───── Record extracts
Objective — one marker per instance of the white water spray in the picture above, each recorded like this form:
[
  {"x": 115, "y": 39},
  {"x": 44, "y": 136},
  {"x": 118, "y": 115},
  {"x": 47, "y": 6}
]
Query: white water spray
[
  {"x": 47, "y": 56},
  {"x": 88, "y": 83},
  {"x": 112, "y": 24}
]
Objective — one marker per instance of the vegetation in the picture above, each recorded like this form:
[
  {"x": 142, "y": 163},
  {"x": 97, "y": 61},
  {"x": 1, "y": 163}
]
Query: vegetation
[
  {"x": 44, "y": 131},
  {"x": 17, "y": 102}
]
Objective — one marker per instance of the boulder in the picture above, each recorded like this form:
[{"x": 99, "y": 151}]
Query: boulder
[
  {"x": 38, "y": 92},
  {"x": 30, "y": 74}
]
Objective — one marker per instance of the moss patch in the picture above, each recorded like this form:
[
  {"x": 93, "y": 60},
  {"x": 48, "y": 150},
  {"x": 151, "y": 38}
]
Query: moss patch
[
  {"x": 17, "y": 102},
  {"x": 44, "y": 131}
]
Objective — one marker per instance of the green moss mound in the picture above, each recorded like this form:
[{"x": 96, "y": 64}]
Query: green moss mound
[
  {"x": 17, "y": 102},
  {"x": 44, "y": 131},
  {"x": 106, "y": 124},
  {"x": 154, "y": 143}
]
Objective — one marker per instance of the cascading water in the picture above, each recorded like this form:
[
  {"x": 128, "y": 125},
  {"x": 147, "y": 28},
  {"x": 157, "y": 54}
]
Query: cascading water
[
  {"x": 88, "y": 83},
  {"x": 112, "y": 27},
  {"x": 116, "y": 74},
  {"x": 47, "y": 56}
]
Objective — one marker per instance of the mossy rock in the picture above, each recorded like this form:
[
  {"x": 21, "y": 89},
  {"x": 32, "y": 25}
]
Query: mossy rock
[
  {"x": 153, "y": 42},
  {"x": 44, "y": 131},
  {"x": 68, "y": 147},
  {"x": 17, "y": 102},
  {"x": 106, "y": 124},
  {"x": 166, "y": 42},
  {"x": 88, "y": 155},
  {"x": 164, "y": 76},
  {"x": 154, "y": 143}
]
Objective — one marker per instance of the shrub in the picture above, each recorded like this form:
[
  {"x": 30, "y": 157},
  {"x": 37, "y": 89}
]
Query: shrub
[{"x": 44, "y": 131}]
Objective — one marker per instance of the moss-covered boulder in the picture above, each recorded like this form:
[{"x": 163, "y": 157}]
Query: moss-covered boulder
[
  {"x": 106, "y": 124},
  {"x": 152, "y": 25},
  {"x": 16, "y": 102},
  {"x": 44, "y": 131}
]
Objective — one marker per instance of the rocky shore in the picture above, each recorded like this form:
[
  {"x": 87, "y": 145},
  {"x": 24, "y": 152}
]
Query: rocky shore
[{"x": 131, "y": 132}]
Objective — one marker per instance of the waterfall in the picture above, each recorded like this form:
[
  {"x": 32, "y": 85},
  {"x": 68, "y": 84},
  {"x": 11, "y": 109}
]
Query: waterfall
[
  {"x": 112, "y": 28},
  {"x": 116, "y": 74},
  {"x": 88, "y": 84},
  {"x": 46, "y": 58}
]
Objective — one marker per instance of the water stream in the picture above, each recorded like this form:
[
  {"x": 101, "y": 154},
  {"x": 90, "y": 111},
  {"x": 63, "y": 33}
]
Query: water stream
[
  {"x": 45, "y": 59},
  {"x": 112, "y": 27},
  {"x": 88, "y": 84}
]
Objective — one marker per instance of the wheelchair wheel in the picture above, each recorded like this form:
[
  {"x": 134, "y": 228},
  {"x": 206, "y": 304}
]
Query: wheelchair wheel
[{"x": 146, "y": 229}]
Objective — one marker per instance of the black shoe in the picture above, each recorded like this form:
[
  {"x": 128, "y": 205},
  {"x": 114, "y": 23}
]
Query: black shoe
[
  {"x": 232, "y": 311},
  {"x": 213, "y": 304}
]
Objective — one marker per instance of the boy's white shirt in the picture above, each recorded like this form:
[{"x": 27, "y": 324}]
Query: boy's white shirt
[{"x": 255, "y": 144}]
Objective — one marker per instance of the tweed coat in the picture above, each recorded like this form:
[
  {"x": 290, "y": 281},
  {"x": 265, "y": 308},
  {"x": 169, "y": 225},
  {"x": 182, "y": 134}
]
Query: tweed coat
──────────
Problem requirements: Lines containing the word "coat": copy each of them from the material.

Exercise result:
Objective — one marker per instance of the tweed coat in the picture above, each recorded like this form:
Query: tweed coat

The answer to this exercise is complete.